### Working data ###

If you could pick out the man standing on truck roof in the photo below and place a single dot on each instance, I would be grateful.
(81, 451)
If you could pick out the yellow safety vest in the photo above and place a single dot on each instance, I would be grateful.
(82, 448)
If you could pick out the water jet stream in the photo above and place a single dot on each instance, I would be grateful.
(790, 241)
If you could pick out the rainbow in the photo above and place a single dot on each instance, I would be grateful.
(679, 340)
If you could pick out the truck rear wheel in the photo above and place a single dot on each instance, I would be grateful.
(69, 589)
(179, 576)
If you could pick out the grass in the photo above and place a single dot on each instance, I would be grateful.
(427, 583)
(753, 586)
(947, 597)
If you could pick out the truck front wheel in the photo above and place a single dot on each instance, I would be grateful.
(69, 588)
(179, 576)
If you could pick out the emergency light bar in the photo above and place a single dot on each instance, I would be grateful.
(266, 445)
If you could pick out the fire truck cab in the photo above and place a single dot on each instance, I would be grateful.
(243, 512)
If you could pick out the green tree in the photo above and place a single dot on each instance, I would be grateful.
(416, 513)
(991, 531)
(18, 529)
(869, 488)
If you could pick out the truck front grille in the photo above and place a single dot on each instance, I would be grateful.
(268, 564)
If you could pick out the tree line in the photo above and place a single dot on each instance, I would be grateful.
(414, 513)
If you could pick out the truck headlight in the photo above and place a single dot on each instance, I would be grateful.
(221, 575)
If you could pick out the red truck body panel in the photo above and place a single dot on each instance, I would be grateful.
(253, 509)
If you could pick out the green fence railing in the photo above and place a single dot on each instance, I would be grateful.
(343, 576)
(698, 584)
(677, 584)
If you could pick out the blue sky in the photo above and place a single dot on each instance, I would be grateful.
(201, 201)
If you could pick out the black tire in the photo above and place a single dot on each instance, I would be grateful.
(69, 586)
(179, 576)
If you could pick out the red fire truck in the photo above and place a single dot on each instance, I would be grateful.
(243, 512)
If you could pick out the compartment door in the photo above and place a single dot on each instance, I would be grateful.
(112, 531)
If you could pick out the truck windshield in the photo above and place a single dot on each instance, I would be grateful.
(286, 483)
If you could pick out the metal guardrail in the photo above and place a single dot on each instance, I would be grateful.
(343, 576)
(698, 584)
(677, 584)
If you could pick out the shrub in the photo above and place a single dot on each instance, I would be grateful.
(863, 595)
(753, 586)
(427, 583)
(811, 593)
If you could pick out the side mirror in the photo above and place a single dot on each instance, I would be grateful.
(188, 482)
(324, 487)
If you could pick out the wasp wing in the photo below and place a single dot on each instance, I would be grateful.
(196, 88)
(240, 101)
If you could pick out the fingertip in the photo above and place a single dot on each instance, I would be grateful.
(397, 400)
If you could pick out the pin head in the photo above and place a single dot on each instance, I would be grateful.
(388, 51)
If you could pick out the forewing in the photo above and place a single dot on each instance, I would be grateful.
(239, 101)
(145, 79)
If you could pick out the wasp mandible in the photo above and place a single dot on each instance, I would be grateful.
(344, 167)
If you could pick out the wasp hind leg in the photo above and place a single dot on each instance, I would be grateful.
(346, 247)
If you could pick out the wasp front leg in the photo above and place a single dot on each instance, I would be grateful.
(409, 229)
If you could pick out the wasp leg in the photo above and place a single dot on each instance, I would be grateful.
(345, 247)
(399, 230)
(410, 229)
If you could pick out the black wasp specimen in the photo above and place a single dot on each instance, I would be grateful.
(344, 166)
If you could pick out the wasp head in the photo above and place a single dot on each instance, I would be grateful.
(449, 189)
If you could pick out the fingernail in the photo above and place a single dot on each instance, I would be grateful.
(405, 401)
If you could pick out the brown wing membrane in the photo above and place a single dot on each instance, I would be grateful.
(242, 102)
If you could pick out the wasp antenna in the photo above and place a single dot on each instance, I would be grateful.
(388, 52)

###

Work item> All of the material above needs to be output exactly, with no line left out.

Result>
If you could pick out the man standing on truck roof in the photo below and place a single dot on each instance, I would be grateful.
(81, 451)
If you could pick out the yellow safety vest in the photo above and place a single dot on each instance, I would be grateful.
(82, 448)
If you could pick out the water jet stream in the photo above and place a single dot on each instance, I would be grateful.
(790, 241)
If you could pick out the rainbow in the photo above and place a single dot on each instance, I would be grateful.
(679, 340)
If you could pick out the truck rear wheel in the photo above and place a single dot on each instance, I would be grateful.
(69, 589)
(179, 576)
If you could pick out the grass in the photo above and place a single dot on each instance, I would be grateful.
(427, 583)
(753, 586)
(947, 597)
If you could pick out the truck front wheel in the photo above and place a single dot on each instance, I would be grateful.
(69, 588)
(179, 576)
If you could pick out the emergency light bar in the photo above and place a single dot on each instance, I would be grateful.
(266, 445)
If you could pick out the fire truck cab in the photo above and place a single dot on each instance, I would be grateful.
(243, 512)
If you could pick out the green tree in the photo above and place a single dot on each instance, I would be grateful.
(416, 513)
(991, 531)
(18, 529)
(869, 488)
If you could pick out the truck front grille in the photo above and place a single dot on each instance, I would be grateful.
(268, 564)
If you could pick out the tree line in the photo above and place a single dot on each instance, I would be grateful.
(414, 513)
If you could pick out the truck headlight in the photo above and place a single dot on each instance, I would be grateful.
(221, 575)
If you could pick out the red truck body panel in the photo above and place a single dot on each instance, I would be grateful.
(253, 509)
If you could pick out the green fence railing in the photo above and place a single dot on each instance, I would be grateful.
(343, 576)
(698, 584)
(677, 584)
If you could pick out the blue sky in the photo above and place a single dot on each instance, I would be grateful.
(201, 201)
If you could pick out the black tire in the photo above and place a single dot on each instance, I would be grateful.
(69, 586)
(179, 576)
If you could pick out the red fire truck in the photo above and place a single dot on each instance, I would be grateful.
(243, 512)
If you could pick out the compartment door in the photo above and place a single dot on each instance, I would be grateful.
(112, 531)
If you could pick out the truck windshield in the photo above and place a single dot on each instance, I would be grateful.
(286, 483)
If you could pick out the metal guardrail in the photo above and place a single dot on each instance, I would be grateful.
(343, 576)
(698, 584)
(677, 584)
If you could pick out the shrub in the photo above and place a single dot on each instance, I would be grateful.
(863, 595)
(753, 586)
(427, 583)
(811, 593)
If you could pick out the side mirror in the photo above and place a single dot on each instance, I would be grateful.
(188, 482)
(324, 487)
If you could pick out the wasp wing in the photo below and place a single dot on each instance, I would be grateful.
(196, 88)
(240, 101)
If you could pick out the fingertip in the photo above and place a single dot on each instance, I would be grateful.
(397, 400)
If you could pick out the pin head in the photo above and place a single dot on each instance, I would be grateful.
(388, 51)
If you could pick out the forewing in the photo above and place a single dot on each instance, I would be grateful.
(239, 101)
(145, 79)
If you could pick out the wasp mandible in the photo above and place a single dot on each instance, I would be grateful.
(344, 167)
If you could pick out the wasp hind leg in the photo above and place a single dot on each instance, I would be grateful.
(346, 247)
If you could pick out the wasp front leg in the photo above and place a single dot on each instance, I would be grateful.
(409, 229)
If you could pick out the wasp leg in the photo above and place a single dot on each instance, I would be grateful.
(345, 247)
(399, 230)
(410, 229)
If you could pick out the black wasp specimen in the photo above and place a single dot on each instance, I would be grateful.
(344, 166)
If you could pick out the wasp head in the photo above and place a single dot on each instance, I would be grateful.
(449, 189)
If you could pick out the fingernail in the photo above and place a single dot on each instance, I would be grateful.
(405, 401)
If you could pick out the brown wing membrane in the photo above and place a single dot on each instance, I would be grateful.
(242, 102)
If you could pick out the wasp antenna in the photo above and place a single dot on each instance, I would be grateful.
(388, 52)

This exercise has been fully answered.